In the comment about living outside the back gate of Ft Sam in 1969, which school did the writer walk to?

== Text excerpt ==

▼▼▼


  5. campkitchen says:

    I was in SAntonio and we lived out side the back gate of Ft Sam in 1969, we lived on Claremont street in a duplex. I was in the 9th grade. And walked to school, Josephine Jr High, on Josephine street over by the Borden plant and the RC bottling plant. I walked across the Breckenridge golf Course and over…..sometimes THUR it when it would flood, the San Antonio River, everyday.
    My brother was assigned to the burn research center, he had been drafted after 3 deferrments while he completed grad school of Bio-Chem . I lived with he and my sister in-law after our family was spilt up over our parents divorce.
    I have ALOT of memories of the soldiers comming back from the nam especially the ones on the burn ward of which I would go to with my brother of 9 years older than I when he had to pick up ’samples’ for the research center. The heli-pad in the quadrangle was a constant buzz of choppers from the air base, Randolf.
    The entire 4th floor was an open ward, lined with bed after bed of the burnt, wrapped in white gauze. Those were the days alright, the days BEFORE the known cause of infection was NOT letting the air to help heal new burnt skin. My brother was on the trail of a synthetic white blood cell in his duties. Funny to recall this but he made E-6 in 2 years, there.
    Ill never forget it. One soldier in particular, my brother wanted to introduce me to had his entire body, head and face wrapped in the white, sterile gauze and when my brother intorduced me to him…I dont rememebr his name, 40+ years is along time to rememebr MUCH at all; but I do recall the tears in this young mans eyes. My brother told me he too has a little brother. It was years after I realized just what the tears were, he prehaps knew he would never see his little brother, again.

▲▲▲

== Dataset content ==
▼▼▼

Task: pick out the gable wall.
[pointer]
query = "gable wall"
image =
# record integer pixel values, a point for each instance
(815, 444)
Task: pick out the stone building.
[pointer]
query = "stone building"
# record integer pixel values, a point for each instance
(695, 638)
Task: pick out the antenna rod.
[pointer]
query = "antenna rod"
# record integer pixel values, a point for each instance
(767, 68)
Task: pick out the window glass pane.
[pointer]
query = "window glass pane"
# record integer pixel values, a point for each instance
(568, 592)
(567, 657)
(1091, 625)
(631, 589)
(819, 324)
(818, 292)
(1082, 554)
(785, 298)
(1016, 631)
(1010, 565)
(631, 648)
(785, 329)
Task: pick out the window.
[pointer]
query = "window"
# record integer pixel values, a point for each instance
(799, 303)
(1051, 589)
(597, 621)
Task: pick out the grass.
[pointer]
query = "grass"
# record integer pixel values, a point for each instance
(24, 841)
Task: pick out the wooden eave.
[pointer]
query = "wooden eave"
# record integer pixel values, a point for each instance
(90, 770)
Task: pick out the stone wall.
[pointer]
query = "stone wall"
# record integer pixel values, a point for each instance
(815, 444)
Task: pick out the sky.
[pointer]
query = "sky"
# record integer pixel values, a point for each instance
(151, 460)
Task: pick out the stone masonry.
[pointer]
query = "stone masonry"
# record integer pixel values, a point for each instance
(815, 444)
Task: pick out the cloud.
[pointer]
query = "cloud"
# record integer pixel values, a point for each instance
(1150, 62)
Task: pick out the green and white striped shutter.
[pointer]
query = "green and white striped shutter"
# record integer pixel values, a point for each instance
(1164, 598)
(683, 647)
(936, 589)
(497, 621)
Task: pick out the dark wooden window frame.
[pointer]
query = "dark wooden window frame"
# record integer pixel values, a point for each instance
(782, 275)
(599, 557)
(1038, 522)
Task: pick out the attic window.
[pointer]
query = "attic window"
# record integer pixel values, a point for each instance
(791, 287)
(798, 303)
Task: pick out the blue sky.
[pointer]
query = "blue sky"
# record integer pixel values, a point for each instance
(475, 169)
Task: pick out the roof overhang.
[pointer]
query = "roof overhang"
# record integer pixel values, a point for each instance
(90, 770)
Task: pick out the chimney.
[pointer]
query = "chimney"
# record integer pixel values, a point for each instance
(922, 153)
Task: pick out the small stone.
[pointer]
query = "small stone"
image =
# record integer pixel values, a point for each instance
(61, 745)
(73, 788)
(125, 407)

▲▲▲

== Response area ==
Josephine Jr High, on Josephine street